Source excerpt:
※

# Do you have a nickname for your GR?



## TheHooch (May 9, 2007)

Only Laurel and it is because she is so big for a female that I call her Baby Huey. Mister Magoo sometimes when she is doing something funny because of her size. Those days are rare now that she is grown though.

Hooch


----------



## Carsonsdaddy (Nov 1, 2006)

Yeah, we do....it's not very manly sounding....but we call him "Carsie", also "Carson-Roo" or just "Roo"....even "Roosie" on occasion.


----------



## Carsonsdaddy (Nov 1, 2006)

...oh and of course..... I call him "Big Boy" and "buddy"!


----------



## Ninde'Gold (Oct 21, 2006)

Tucker has many names from several family members.

Tuckie
Puppy
Puppers
Tuckiewoowoo
Mothertucker
dumb dog lol
Tuck
Pookie
Ricky
Bud


----------



## justmejanis (Feb 25, 2007)

Murphy is almost always plain old Murphy, rarely Murf and once in a while Smurf.

Sampson has many. Sammy, Sam, Samsonite, and at least once a day, his most popular..BAD Sampson!


----------



## HovawartMom (Aug 10, 2006)

Priss,Prissy or puppy.


----------



## Oaklys Dad (Dec 28, 2005)

When I am giving him commands it is always Oakly but when we are playing it is Oak or Scum Puppy.


----------



## Dog (Sep 26, 2006)

Oaklys Dad said:


> Scum Puppy.


LOL!!! That is not nice!!!


----------



## cubbysan (Mar 13, 2007)

Brady is:

BeeBee
Mr. Bee
Mr. Brady
Pain in the Neck

Goliath is:

Goli
Goy
Gallip Goli

It is funny how we make up words...


----------



## DelmarvaGold (Mar 7, 2006)

Here are ours.

Duncan - Booby or Boo Boo (gets a lot of hot spots  )
Keira - KeiraBell
Rascal - Rattles or Ratty
Tipsy - DooDoo Head or Tippy Doodle
Kelsee - Mouse (she is very petite and squeaks)
Jesse - Jess Man
Shine - Shinola
Quiz - Quizzie (yeah very manly :no
Hades - Hade Bug or Brat!


----------



## Dog (Sep 26, 2006)

GoldenLover84 said:


> Tucker has many names from several family members.
> 
> Tuckie *"OK"*
> Puppy *"OK"*
> ...


PS: A nickname is a daily thing... Not a long term thing. Did I confused anyone?


----------



## sharlin (Feb 26, 2007)

I usually just add a middle name to 'em

Daisey - Daisey Mae
Kady - Kady Lou
Rusty - Rusty Dusty
Skyler - Skyler Tyler or SkyPup (Playin' at the Bridge)


----------



## Dog (Sep 26, 2006)

sharlin said:


> I usually just add a middle name to 'em
> 
> Daisey - Daisey Mae
> Kady - Kady Lou
> ...


Wow you've got 4 GR'd!!! I am jealous.... Cool nicknames!!!


----------



## Carsonsdaddy (Nov 1, 2006)

Ok, now there is only one thread!


----------



## Ninde'Gold (Oct 21, 2006)

※

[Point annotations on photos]

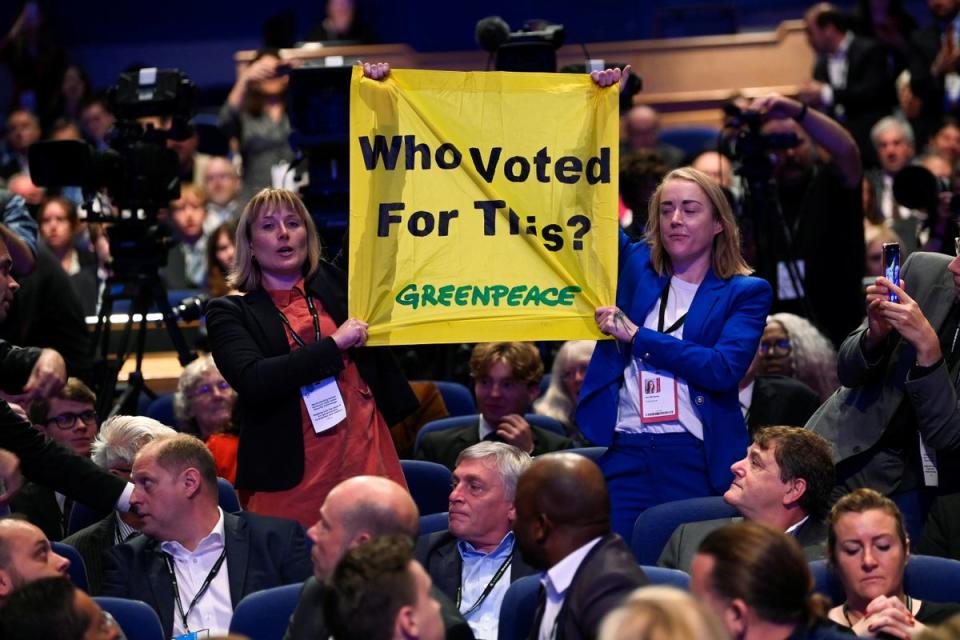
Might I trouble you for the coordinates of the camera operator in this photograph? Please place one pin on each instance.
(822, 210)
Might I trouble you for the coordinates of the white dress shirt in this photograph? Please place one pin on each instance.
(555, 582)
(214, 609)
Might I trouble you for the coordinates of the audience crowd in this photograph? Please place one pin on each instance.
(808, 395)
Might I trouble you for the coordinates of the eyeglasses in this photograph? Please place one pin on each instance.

※

To-do list:
a. Extract the stretch of the forum thread on dog nicknames from "## DelmarvaGold (Mar" through "petite and squeaks)", word for word.
b. In the forum thread on dog nicknames, what nickname does DelmarvaGold give Kelsee, and why?
c. Translate this sentence from the forum thread on dog nicknames into Spanish: "When I am giving him commands it is always Oakly but when we are playing it is Oak or Scum Puppy."
Nothing in the listing is needed here.

Solutions to the exercise:
a.
## DelmarvaGold (Mar 7, 2006)

Here are ours.

Duncan - Booby or Boo Boo (gets a lot of hot spots  )
Keira - KeiraBell
Rascal - Rattles or Ratty
Tipsy - DooDoo Head or Tippy Doodle
Kelsee - Mouse (she is very petite and squeaks)

b. Mouse, because she is very petite and squeaks.

c. Cuando le doy órdenes siempre es Oakly, pero cuando jugamos es Oak o Scum Puppy.